* _Text segment_:
----------
These notes were prepared for forthcoming talks at the Australia-New Zealand School of Government in Wellington on May 16 and Melbourne on May 21; at the University of Tasmania Law School on May 23; and at the Lee Kuan Yew School of Public Policy in Singapore on May 27.

We all recognize that excessive secrecy is a threat to democracy. But technological changes of recent years have fundamentally changed the nature of the “secrecy problem.”   Today, we need a new way of thinking about secrecy that recognizes the advent of systems of public surveillance and control that span the public and private sector; that are supported by durable alliances of politicians, bureaucrats and politicians; and whose design and operation are practically unintelligible to most citizens.

The conventional way of talking about government secrecy assumed that the main threat to individual well-being came from governments rather than from private actors. In fact, it was often assumed that there was a commonality of interest between individual citizens and businesses, since both wanted to constrain arbitrary action by government. And it made strong assumptions about the ability of individuals to comprehend and use information once they received it. Information was contained in easily understood paper documents. Any document that revealed misconduct — the so-called “smoking gun” — could be published easily and usually spoke for itself. Such revelations could be expected to trigger outrage and eventually reform.  (See my 2006 book from Cambridge University Press, Blacked Out: Government Secrecy in the Information Age.)

This way of talking about government secrecy was the status quo in the United States in the decades immediately following the Second World War. It reflected the anti-statist American political culture. It took for granted the primitive methods of record-keeping that prevailed at the time, a high level of public literacy, and a system of politics in which power was widely dispersed, allowing coalitions to easily mobilize against perceived governmental abuses.
----------
* _Records supplied_:

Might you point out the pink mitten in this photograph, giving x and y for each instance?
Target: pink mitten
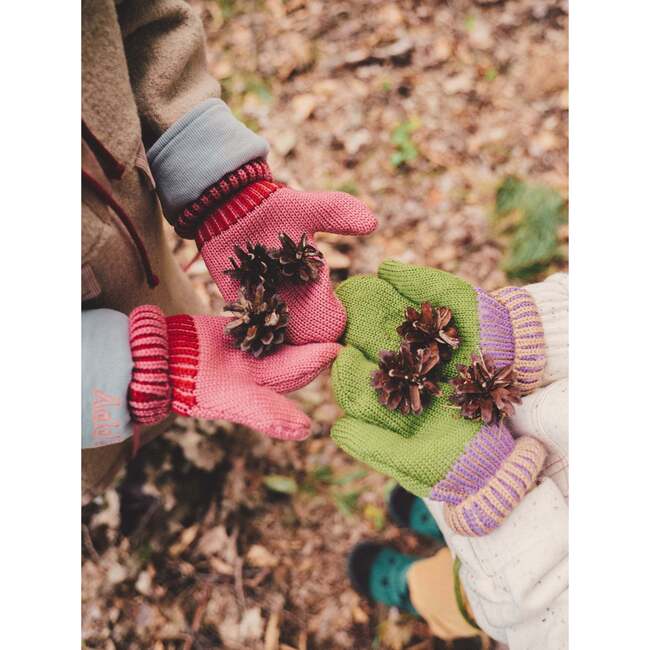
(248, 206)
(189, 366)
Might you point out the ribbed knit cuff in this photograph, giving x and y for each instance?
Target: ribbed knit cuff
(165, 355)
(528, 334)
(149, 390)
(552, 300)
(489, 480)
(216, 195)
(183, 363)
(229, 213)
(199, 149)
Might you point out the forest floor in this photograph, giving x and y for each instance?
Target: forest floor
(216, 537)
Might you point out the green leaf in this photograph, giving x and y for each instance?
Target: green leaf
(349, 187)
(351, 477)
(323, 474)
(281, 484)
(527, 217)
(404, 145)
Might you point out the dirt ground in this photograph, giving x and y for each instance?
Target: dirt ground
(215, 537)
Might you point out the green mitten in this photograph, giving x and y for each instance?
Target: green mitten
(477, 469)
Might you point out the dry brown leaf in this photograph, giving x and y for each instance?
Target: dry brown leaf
----------
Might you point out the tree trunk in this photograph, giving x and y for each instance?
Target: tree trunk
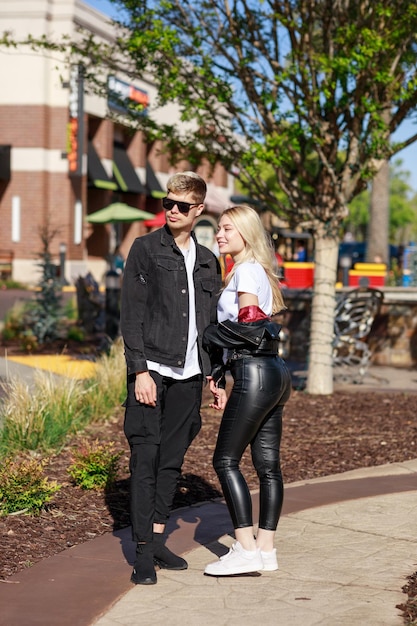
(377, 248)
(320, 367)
----------
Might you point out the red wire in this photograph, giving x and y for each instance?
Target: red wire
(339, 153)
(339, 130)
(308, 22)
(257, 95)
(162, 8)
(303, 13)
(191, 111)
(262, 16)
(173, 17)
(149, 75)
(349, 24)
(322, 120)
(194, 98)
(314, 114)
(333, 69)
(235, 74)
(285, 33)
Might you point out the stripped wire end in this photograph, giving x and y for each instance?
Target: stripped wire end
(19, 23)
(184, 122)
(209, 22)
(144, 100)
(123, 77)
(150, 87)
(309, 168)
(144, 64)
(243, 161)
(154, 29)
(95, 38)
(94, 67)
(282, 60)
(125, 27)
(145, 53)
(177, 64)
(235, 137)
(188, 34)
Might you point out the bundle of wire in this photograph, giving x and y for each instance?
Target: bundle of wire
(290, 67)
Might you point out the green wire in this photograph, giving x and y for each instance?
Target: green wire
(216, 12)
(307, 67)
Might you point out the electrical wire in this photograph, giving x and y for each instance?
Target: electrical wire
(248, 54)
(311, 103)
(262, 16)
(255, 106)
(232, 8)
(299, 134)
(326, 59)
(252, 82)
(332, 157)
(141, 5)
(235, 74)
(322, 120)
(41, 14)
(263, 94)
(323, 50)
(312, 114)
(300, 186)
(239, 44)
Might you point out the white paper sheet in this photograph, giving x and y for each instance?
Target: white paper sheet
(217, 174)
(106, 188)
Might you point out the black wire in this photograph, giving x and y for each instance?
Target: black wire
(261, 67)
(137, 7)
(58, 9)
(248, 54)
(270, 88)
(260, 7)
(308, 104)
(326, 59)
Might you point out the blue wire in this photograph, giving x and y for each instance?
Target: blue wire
----------
* _Directives_:
1) Can you retype the government secrecy text between "These notes were" and "Singapore on May 27.", inclusive?
2) Would you extend the government secrecy text, picking up right after its final sentence?

* _Task-by-task answers_:
1)
These notes were prepared for forthcoming talks at the Australia-New Zealand School of Government in Wellington on May 16 and Melbourne on May 21; at the University of Tasmania Law School on May 23; and at the Lee Kuan Yew School of Public Policy in Singapore on May 27.

2)
This world is disappearing because of extraordinary advances in information technology. The cost of computer processing and data storage capabilities has plummeted over the last four decades, so that computing power is more widely dispersed. Software has also improved, along with networking and sensor technologies. The capacity to harvest, analyze, and distribute information has increased immensely. Moreover, we are still only in the early stages of building a fully wired world.

There is one force that is driving this process of technological innovation: competition. It is manifested in three forms. The first is security competition between states and non-state actors. Governments, insurgents, and terrorists exploit new technologies, and improve technologies, in the attempt to bolster their own security and undermine their adversaries. The second form of competition is between commercial and financial enterprises, both seeking to expand and consolidate control over markets. And the third form of competition, in democratic systems, is between political candidates, or between political parties, who exploit new technologies in their drive to increase influence over voters.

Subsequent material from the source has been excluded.